EXERCISE DESCRIPTION: From the first line of the material through the line containing "Find the innermost point of each instance of the wrought", restate everything word for word and nothing more.

MATERIAL PROVIDED:
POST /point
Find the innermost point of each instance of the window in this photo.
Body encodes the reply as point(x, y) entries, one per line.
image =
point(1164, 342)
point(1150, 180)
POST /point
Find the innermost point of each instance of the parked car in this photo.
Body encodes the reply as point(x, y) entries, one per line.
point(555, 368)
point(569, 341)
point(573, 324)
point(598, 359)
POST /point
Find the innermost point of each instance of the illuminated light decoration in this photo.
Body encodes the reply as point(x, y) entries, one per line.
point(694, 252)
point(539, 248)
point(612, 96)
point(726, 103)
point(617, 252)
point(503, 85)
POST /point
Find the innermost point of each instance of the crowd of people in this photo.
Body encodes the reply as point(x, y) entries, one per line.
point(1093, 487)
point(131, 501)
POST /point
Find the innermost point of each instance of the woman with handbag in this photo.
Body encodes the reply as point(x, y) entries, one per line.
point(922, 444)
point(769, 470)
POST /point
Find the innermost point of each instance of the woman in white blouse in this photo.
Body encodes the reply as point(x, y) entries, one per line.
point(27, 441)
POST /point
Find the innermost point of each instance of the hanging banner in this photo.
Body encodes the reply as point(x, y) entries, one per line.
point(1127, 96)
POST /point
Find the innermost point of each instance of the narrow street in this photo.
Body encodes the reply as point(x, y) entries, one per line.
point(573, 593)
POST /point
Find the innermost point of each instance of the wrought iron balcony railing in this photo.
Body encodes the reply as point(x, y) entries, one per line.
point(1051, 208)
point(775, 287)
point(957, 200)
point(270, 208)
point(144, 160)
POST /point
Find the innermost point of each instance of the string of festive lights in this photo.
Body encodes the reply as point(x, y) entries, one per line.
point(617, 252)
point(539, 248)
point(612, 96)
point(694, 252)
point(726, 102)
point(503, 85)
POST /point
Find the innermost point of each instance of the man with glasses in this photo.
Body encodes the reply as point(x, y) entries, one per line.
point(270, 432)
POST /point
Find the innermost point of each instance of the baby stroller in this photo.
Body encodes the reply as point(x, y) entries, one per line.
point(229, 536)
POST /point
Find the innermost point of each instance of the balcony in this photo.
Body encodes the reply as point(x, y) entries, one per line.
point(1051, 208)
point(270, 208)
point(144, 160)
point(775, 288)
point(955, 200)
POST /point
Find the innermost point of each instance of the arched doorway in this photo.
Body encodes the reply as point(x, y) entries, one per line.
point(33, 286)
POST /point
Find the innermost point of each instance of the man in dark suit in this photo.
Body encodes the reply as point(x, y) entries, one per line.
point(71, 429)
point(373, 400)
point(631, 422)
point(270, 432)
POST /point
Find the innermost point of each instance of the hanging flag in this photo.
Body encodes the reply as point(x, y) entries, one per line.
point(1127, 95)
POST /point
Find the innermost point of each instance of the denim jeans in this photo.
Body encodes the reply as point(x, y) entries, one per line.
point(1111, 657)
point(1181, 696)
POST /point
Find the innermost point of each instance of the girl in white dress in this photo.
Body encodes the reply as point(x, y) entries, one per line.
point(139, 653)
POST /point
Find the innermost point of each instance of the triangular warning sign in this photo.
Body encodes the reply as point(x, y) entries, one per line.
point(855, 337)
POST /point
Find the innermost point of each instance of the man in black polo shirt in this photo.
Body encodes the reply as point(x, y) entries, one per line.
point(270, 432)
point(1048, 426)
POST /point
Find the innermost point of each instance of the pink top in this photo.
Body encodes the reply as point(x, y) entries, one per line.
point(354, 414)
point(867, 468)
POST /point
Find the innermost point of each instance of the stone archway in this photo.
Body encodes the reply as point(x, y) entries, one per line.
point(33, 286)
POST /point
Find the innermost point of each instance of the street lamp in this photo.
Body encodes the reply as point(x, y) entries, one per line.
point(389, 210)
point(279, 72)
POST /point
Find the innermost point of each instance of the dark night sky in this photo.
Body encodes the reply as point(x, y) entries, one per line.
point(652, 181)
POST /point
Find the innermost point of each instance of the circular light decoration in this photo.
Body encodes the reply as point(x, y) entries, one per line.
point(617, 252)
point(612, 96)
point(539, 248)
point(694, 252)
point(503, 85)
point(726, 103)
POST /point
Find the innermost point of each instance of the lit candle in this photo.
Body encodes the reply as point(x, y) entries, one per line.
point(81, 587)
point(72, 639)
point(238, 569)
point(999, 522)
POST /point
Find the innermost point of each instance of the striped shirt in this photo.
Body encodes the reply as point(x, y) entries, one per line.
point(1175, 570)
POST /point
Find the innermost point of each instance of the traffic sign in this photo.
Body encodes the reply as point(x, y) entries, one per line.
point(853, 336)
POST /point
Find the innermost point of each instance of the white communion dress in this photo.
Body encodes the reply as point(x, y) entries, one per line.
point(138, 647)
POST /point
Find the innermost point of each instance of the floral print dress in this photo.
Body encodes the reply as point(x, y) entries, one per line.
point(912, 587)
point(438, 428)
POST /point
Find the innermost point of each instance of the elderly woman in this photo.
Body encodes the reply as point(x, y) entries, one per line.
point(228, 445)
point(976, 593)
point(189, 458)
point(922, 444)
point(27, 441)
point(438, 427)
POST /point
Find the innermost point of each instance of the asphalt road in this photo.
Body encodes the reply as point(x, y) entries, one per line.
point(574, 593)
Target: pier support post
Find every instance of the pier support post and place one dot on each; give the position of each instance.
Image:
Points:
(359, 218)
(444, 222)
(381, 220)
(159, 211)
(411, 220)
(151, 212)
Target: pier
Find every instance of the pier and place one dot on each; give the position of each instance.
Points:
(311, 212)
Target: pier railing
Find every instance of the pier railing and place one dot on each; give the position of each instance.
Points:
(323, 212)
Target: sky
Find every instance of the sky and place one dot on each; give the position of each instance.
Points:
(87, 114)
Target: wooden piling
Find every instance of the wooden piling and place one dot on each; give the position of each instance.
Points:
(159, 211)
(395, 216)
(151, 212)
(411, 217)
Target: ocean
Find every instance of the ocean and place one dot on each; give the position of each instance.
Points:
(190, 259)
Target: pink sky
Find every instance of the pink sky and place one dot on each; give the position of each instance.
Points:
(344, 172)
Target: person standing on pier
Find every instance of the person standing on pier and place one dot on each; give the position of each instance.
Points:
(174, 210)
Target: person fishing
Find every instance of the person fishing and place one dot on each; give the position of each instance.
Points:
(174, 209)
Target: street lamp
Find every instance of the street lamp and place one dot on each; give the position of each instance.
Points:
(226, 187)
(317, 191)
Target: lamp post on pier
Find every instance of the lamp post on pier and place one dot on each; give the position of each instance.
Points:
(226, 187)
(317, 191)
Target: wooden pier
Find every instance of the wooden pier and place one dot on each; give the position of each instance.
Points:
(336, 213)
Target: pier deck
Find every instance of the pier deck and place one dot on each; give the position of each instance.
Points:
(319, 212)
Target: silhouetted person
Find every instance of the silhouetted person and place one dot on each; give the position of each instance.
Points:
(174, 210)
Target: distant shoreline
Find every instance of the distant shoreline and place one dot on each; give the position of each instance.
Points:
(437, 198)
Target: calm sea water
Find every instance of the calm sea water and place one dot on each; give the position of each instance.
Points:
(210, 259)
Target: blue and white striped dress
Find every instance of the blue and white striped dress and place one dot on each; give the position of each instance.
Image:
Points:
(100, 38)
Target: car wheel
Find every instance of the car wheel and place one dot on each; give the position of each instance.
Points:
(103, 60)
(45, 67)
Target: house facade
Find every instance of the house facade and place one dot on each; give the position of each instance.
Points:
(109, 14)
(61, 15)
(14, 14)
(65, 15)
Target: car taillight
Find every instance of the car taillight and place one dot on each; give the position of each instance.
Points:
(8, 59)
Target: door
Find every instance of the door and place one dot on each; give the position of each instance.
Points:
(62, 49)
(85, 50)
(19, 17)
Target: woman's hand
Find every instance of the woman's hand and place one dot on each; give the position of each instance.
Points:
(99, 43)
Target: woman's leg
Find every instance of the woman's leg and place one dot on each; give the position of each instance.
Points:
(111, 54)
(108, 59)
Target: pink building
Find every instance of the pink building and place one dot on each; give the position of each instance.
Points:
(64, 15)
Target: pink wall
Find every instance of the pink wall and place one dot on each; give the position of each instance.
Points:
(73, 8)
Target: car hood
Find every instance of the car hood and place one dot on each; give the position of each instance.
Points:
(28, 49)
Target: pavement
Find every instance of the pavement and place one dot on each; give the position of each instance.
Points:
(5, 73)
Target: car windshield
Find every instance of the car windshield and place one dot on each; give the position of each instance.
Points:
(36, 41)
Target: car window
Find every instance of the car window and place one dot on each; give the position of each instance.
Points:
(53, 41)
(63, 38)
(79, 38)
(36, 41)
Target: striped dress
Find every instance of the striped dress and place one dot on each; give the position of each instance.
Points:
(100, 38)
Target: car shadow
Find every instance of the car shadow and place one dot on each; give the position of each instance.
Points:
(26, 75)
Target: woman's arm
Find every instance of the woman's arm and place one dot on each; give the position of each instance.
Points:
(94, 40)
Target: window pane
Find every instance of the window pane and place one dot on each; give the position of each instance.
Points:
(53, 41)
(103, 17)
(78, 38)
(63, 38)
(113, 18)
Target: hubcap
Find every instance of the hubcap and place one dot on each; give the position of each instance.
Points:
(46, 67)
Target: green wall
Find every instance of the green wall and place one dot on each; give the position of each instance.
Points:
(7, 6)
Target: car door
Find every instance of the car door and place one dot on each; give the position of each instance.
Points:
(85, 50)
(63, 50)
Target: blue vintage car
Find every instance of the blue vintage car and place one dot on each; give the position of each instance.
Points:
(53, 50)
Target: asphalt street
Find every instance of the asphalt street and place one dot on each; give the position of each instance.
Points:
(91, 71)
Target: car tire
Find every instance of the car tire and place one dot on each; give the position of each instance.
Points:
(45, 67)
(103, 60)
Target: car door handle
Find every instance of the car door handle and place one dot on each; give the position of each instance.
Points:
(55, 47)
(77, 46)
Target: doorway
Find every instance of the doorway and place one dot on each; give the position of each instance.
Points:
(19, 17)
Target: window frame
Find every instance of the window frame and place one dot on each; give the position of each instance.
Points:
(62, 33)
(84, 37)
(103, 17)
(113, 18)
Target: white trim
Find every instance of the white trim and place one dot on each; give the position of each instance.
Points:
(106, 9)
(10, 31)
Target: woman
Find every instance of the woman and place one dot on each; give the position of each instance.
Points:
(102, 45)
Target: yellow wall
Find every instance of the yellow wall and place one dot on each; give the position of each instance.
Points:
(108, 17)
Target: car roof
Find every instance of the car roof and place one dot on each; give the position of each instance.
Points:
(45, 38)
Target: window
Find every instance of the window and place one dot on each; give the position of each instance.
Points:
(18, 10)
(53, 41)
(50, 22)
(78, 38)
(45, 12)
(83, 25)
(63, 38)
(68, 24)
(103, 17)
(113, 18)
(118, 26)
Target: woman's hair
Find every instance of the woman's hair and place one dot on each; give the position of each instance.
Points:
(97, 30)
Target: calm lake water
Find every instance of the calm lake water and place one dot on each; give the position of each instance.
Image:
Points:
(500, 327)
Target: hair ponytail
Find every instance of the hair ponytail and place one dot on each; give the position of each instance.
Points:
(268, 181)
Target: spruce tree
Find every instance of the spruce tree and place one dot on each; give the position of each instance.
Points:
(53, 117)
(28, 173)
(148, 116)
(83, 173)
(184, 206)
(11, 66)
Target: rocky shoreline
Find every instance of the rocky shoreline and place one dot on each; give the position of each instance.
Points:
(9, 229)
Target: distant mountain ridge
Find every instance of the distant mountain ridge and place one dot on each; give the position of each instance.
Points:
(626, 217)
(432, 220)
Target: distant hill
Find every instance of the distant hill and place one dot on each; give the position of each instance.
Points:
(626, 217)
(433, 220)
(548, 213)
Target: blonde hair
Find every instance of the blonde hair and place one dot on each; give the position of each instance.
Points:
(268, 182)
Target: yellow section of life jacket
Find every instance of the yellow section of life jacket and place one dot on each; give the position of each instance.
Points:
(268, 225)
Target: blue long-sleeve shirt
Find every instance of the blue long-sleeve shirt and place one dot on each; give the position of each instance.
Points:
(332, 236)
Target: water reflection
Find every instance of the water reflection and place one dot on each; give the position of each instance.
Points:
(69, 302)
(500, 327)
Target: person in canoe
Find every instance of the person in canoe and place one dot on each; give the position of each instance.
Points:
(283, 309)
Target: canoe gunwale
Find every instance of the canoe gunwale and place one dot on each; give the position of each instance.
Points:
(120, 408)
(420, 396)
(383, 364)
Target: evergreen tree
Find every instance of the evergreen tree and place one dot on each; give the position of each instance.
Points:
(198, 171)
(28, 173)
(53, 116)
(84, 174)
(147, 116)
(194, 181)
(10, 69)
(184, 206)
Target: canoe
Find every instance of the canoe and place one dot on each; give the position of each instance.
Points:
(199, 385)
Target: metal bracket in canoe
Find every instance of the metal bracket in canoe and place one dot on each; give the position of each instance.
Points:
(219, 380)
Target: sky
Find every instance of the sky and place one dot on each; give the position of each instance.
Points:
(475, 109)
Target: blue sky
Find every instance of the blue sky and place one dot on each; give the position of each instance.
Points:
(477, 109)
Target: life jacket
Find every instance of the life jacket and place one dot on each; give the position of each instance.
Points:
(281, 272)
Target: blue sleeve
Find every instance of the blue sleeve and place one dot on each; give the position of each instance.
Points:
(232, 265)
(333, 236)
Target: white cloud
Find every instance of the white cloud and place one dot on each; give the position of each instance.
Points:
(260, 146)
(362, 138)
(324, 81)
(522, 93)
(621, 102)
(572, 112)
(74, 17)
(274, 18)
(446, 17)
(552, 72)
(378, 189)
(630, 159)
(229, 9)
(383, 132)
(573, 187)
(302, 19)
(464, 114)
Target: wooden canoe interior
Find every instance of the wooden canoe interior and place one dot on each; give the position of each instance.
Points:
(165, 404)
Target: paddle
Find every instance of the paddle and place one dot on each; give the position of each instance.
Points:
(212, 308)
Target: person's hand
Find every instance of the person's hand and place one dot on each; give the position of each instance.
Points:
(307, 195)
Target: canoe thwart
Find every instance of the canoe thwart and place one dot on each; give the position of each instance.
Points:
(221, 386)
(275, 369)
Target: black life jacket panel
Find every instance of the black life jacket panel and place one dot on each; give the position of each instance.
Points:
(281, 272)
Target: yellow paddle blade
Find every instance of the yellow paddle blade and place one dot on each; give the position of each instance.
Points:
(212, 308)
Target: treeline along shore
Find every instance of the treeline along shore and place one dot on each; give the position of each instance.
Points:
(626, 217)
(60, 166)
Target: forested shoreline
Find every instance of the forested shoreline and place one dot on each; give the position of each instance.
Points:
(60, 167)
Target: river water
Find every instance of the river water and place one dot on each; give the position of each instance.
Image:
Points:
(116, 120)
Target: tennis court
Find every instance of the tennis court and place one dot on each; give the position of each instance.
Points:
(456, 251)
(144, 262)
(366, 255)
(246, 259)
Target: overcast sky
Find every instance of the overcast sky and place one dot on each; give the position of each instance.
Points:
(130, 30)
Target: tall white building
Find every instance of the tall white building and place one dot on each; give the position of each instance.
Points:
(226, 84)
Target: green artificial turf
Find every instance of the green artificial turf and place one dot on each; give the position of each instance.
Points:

TASK OUTPUT:
POST /point
Find the innermost point of each instance of the window in this photo.
Body encodes the reply as point(x, y) entries, one per line.
image =
point(1164, 342)
point(1150, 180)
POST /point
Find the innermost point of each instance of the parked car in this photo.
Body encodes the reply as point(x, y) entries, one per line.
point(555, 368)
point(569, 341)
point(573, 324)
point(598, 359)
POST /point
Find the innermost point of each instance of the illuminated light decoration in this photo.
Body encodes the reply as point(x, y) entries, one per line.
point(694, 252)
point(539, 248)
point(612, 96)
point(726, 103)
point(617, 252)
point(503, 85)
POST /point
Find the innermost point of each instance of the crowd of people in this photo.
Body encodes the reply as point(x, y) entries, one per line.
point(1093, 487)
point(131, 501)
POST /point
Find the innermost point of each instance of the woman with handbag in this photo.
Body encodes the reply as point(x, y) entries, one per line.
point(922, 444)
point(769, 470)
POST /point
Find the innermost point of each instance of the woman in white blouse in this photo.
Body encodes the reply as point(x, y) entries, one per line.
point(27, 441)
POST /point
Find the innermost point of each instance of the hanging banner in this photo.
Body encodes the reply as point(x, y) entries, one per line.
point(1127, 96)
POST /point
Find the innermost point of each instance of the narrow street in this photo.
Body encodes the reply as point(x, y) entries, one per line.
point(573, 593)
POST /point
Find the innermost point of each instance of the wrought iron balcony railing in this photo.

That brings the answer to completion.